- Stated exercise:
Please copy the data from the line that has "Objective — one dot per instance of the nose" through the line that has "[[371, 198]]", changing "nose" to "nostril" and leaving all else the same. Return only those lines.
##### Input for this task
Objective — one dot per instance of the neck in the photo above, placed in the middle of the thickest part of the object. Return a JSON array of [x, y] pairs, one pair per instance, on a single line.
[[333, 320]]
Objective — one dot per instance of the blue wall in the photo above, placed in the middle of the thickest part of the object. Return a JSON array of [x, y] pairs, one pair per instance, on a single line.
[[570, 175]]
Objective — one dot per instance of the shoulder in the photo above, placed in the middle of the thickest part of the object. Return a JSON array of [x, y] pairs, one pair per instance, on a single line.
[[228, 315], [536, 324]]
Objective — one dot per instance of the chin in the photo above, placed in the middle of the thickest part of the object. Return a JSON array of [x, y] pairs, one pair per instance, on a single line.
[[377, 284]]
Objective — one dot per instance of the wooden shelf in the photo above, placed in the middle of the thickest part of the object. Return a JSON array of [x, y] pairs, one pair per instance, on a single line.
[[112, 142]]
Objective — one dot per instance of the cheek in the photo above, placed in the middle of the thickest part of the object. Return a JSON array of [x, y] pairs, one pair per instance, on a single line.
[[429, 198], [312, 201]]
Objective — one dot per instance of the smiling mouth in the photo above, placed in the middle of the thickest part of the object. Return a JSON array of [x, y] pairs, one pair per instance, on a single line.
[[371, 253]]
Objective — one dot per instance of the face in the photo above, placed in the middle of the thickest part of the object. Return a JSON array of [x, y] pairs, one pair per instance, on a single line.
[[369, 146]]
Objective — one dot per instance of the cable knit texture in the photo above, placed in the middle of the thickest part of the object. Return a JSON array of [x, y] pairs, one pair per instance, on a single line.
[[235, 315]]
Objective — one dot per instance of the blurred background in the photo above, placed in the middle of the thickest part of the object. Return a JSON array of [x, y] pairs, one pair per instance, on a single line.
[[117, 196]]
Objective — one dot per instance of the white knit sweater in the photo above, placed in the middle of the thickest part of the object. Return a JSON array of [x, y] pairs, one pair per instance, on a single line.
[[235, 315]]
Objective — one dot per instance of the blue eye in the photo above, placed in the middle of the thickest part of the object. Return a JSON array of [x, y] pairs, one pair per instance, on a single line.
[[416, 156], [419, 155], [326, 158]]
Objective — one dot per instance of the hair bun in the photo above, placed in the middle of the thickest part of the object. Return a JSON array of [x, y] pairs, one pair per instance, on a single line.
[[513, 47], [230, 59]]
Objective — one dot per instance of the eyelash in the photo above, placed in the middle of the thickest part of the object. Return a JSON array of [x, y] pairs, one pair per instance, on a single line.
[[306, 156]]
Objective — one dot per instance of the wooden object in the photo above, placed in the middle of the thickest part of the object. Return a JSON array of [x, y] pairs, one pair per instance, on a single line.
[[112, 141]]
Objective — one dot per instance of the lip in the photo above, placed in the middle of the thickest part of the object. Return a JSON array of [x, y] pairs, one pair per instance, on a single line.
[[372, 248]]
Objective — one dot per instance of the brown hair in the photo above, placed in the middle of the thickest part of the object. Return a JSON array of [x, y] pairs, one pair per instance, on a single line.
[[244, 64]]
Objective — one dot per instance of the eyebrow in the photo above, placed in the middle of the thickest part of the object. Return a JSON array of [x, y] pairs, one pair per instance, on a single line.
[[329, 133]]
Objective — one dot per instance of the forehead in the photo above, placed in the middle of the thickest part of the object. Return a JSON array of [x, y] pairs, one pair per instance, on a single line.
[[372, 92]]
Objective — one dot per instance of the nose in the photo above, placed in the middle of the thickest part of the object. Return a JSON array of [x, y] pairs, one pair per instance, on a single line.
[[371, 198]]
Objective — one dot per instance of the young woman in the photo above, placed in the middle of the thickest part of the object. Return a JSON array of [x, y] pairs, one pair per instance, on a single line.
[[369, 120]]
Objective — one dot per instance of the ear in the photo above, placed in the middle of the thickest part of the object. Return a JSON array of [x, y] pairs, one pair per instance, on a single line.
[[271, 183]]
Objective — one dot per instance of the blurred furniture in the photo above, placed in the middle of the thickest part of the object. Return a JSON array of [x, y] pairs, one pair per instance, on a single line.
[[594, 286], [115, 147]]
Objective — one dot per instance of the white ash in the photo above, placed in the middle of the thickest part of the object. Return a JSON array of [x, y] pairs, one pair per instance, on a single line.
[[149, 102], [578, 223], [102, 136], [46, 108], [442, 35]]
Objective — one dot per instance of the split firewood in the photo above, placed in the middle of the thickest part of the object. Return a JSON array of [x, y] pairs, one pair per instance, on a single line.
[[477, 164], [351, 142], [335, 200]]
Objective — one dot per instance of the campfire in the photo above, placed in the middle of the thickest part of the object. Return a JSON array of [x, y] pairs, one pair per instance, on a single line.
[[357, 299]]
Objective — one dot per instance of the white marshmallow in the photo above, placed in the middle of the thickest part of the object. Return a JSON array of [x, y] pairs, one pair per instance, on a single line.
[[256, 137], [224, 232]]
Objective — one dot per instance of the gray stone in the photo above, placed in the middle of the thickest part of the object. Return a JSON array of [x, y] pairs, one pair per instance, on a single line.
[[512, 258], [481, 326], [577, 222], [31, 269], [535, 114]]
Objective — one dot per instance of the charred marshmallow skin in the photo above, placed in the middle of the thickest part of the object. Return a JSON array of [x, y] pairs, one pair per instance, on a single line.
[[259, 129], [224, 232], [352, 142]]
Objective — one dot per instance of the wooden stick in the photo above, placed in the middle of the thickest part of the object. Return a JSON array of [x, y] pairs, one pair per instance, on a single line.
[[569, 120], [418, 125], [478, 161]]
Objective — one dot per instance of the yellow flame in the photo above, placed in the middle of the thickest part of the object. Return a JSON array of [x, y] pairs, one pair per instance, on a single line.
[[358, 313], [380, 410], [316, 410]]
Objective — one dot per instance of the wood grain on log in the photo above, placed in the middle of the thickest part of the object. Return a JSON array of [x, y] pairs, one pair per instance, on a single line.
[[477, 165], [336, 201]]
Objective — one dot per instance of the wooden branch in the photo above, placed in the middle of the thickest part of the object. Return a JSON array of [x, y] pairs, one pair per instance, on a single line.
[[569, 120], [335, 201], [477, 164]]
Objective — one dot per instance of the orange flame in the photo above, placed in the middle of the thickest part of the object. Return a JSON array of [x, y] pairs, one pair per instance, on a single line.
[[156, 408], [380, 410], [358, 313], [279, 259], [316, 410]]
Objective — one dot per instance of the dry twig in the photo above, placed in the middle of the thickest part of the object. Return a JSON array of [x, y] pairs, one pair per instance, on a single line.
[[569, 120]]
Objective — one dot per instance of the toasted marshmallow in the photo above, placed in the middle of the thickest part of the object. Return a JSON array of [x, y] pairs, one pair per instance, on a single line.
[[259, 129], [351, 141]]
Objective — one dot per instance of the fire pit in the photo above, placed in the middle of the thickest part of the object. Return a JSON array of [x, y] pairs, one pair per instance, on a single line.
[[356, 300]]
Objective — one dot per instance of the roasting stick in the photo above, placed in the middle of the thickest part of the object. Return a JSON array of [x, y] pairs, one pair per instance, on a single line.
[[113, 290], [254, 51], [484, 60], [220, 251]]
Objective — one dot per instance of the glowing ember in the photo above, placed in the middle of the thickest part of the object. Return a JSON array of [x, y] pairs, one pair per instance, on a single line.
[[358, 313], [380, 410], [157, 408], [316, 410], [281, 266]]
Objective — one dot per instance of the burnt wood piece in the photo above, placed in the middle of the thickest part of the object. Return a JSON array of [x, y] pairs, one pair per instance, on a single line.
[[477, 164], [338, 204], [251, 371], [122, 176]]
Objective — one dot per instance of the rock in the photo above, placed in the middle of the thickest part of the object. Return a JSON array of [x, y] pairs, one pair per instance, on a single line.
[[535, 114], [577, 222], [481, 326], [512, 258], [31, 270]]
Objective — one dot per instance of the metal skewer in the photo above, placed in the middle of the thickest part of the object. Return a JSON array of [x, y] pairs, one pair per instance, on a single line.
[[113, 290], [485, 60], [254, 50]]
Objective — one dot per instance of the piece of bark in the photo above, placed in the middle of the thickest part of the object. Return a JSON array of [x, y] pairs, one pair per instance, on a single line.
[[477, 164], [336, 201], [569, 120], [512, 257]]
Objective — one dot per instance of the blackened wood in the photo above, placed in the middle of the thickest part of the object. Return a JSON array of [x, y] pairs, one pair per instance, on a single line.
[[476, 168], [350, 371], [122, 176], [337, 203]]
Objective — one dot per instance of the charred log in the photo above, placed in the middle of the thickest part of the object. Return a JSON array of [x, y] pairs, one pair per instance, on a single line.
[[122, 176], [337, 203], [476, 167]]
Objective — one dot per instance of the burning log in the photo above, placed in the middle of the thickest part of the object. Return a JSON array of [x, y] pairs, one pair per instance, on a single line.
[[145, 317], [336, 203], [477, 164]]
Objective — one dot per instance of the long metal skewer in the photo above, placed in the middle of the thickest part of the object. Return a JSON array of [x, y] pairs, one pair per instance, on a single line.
##########
- Exercise response:
Objective — one dot per instance of the nostril in the photo above, placed in the middle of the thickest part of the object. Return a JSON array of [x, y] pairs, one pair per instance, on a single line.
[[371, 198]]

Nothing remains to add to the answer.